Currently, you would have to build the hook on your own in order to have a more expressive error message. If you can't wait for the next hook release, please build your hook based on this branch. This should eliminate alpine checks completely.

panbanda commented 6 months ago

@nikola-jokic thanks for that explanation. So, I built the hooks and packaged that in the dockerfile per the above comment like this:

FROM mcr.microsoft.com/dotnet/runtime-deps:6.0 as build

# Replace value with the latest runner release version
# source: https://github.com/actions/runner/releases
# ex: 2.303.0
ARG RUNNER_VERSION="2.312.0"
ARG RUNNER_ARCH="x64"

ENV DEBIAN_FRONTEND=noninteractive
ENV RUNNER_MANUALLY_TRAP_SIG=1
ENV ACTIONS_RUNNER_PRINT_LOG_TO_STDOUT=1

RUN apt update -y && apt install curl unzip -y

RUN adduser --disabled-password --gecos "" --uid 1001 runner \
    && groupadd docker --gid 123 \
    && usermod -aG sudo runner \
    && usermod -aG docker runner \
    && echo "%sudo   ALL=(ALL:ALL) NOPASSWD:ALL" > /etc/sudoers \
    && echo "Defaults env_keep += \"DEBIAN_FRONTEND\"" >> /etc/sudoers

WORKDIR /home/runner

RUN curl -f -L -o runner.tar.gz https://github.com/actions/runner/releases/download/v${RUNNER_VERSION}/actions-runner-linux-${RUNNER_ARCH}-${RUNNER_VERSION}.tar.gz \
    && tar xzf ./runner.tar.gz \
    && rm runner.tar.gz

# Your branch built and copied in
COPY actions-runner-hooks-k8s-nikola-jokic-fix-is-alpine.zip runner-container-hooks.zip

RUN unzip ./runner-container-hooks.zip -d ./k8s \
    && rm runner-container-hooks.zip

USER runner

However, when I run the action with that container it still outputs the same obscure error.

### Records
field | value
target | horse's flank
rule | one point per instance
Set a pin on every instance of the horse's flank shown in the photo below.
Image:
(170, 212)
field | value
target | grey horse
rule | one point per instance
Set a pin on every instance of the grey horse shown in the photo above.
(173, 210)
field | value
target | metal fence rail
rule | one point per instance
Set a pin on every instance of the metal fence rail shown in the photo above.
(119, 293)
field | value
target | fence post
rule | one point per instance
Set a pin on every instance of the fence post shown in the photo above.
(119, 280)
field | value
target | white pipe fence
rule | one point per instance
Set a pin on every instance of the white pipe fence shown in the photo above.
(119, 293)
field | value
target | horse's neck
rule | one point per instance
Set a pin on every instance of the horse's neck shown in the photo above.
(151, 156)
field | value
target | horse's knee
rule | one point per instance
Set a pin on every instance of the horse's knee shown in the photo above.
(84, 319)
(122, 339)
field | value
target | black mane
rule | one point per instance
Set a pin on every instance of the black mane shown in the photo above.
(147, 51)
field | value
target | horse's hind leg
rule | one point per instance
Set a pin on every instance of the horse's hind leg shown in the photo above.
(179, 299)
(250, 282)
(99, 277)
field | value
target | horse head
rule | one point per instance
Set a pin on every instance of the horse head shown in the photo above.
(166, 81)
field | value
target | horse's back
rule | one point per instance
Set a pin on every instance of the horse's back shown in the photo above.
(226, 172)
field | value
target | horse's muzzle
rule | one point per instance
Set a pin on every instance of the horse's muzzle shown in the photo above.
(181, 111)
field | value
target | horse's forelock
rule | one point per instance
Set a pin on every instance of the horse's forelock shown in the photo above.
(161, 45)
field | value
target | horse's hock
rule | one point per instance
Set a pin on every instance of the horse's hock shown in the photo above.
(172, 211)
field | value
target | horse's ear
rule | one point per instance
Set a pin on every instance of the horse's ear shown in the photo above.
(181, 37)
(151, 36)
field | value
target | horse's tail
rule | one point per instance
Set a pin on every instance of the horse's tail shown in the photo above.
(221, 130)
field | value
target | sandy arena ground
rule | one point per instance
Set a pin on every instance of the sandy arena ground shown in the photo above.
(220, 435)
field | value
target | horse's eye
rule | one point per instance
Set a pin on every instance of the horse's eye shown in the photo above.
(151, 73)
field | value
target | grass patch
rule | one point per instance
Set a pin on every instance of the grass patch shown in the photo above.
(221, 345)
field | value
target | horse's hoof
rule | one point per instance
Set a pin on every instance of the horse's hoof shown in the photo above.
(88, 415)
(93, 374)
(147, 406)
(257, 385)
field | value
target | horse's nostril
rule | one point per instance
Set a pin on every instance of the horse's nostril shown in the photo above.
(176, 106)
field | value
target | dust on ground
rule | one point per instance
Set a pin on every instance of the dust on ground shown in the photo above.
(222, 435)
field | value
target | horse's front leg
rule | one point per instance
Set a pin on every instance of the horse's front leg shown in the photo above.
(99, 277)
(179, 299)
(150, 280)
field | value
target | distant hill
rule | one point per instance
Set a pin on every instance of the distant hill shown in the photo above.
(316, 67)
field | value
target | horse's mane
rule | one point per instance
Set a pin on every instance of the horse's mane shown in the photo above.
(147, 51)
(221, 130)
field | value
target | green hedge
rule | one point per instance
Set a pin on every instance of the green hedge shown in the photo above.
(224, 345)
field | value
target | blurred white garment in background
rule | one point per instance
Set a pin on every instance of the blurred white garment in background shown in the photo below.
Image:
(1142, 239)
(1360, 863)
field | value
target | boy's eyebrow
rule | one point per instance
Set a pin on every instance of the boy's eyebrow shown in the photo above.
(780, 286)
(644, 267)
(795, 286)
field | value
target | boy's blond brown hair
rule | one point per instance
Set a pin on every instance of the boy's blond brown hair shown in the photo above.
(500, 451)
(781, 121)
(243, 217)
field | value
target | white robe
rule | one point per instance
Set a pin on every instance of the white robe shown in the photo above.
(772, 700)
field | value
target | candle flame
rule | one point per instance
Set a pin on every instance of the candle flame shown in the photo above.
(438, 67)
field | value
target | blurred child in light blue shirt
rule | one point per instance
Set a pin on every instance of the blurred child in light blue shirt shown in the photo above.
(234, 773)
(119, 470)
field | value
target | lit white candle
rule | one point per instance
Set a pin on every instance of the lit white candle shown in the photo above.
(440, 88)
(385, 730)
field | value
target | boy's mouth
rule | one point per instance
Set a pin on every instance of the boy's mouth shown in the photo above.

### Work required
Output the forum excerpt text between "RUN unzip ./runner-container-hooks.zip" and "same obscure error.", inclusive. The entries come from a different source than the forum excerpt.

### Answer box
RUN unzip ./runner-container-hooks.zip -d ./k8s \
    && rm runner-container-hooks.zip

USER runner

However, when I run the action with that container it still outputs the same obscure error.